--- Problem details ---
Type out every line below exactly as it reads.
━━━ Provided data ━━━
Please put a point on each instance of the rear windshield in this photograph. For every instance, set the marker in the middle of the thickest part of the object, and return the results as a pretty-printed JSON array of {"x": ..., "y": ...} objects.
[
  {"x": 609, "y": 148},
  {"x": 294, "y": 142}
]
━━━
--- Task solution ---
Please put a point on each instance of the rear windshield in this photograph. For every instance, set the marker in the middle of the thickest part of the object, and return the results as a pretty-printed JSON array of {"x": ..., "y": ...} objects.
[
  {"x": 609, "y": 148},
  {"x": 294, "y": 142}
]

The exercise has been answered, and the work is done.